+++ Data
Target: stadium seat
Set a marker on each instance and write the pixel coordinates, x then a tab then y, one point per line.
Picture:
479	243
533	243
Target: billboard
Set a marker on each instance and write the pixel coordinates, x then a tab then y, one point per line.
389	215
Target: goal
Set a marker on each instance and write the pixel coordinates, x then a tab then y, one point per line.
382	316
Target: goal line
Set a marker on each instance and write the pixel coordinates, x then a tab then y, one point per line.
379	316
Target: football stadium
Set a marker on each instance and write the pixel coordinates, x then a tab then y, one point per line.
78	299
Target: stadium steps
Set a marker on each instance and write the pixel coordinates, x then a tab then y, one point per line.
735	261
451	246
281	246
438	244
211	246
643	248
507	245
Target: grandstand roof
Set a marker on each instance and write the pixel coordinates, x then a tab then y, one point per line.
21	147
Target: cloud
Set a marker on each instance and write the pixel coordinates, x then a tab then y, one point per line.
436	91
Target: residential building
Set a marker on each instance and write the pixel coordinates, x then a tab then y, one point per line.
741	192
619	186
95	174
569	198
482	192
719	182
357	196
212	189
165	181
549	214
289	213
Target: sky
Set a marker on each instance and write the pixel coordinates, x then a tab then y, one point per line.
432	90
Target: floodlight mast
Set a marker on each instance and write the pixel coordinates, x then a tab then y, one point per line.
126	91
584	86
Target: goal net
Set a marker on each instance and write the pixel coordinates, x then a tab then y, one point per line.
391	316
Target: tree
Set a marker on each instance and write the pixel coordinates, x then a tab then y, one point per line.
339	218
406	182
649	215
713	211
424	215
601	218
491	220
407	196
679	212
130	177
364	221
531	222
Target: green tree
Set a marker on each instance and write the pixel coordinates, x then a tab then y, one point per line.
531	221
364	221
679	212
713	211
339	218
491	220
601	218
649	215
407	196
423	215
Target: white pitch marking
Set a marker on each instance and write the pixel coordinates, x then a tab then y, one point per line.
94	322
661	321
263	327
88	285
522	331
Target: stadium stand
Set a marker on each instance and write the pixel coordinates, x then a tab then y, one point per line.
++++++
» Action item:
Can you restate every record above word for word?

» Output of the exercise:
Target: stadium seat
Set a marker on each instance and write the pixel coordinates, x then a tab then y, one point per line.
Picture:
479	243
533	243
Target: billboard
Set a marker on each instance and write the pixel coordinates, x then a tab then y, one point per line.
389	215
Target: goal
Set a marker on each instance and write the pixel coordinates, x then a tab then y, one point per line.
382	316
Target: goal line
Set a marker on each instance and write the pixel coordinates, x then a tab then y, one point per line.
379	316
Target: football stadium
Set a marker on each instance and write the pixel coordinates, x then a tab then y, one point per line.
78	299
Target: stadium steps
Set a marker on each instance and write the pixel coordinates, x then a tab then y, one point per line.
735	261
451	246
281	246
438	244
211	246
643	248
507	245
Target: grandstand roof
Set a marker on each instance and write the pixel coordinates, x then a tab then y, one point per line.
21	147
Target: cloud
Set a marker on each instance and write the pixel coordinates, x then a tab then y, one point per line.
436	91
Target: residential building
Set a marker on each instance and write the pixel coordinates, x then a tab then y, one point per line.
741	192
619	186
95	174
569	198
482	192
719	182
357	196
212	189
165	181
549	214
289	213
Target: sky
Set a marker on each instance and write the pixel coordinates, x then a tab then y, one point per line.
432	90
Target: floodlight mast
Set a marker on each instance and write the pixel coordinates, x then a tab then y, one point per line.
126	91
584	86
Target: goal net
Set a marker on each instance and write the pixel coordinates, x then a tab then y, one point per line.
391	316
Target: tree
Set a marker on each instance and write the pixel coordinates, x then a tab then y, one point per line.
339	218
406	182
649	215
713	211
424	215
601	218
491	220
407	196
679	212
130	177
364	221
531	222
Target: green tree
Set a marker on each instance and write the pixel coordinates, x then a tab then y, one point per line.
531	221
364	221
679	212
713	211
339	218
491	220
601	218
649	215
407	196
423	215
Target: white pitch marking
Set a marker on each instance and write the pixel coordinates, x then a tab then y, one point per line.
94	322
661	321
263	327
88	285
522	331
Target: stadium stand
Set a marker on each instance and write the pixel coordinates, x then a tab then y, one point per line.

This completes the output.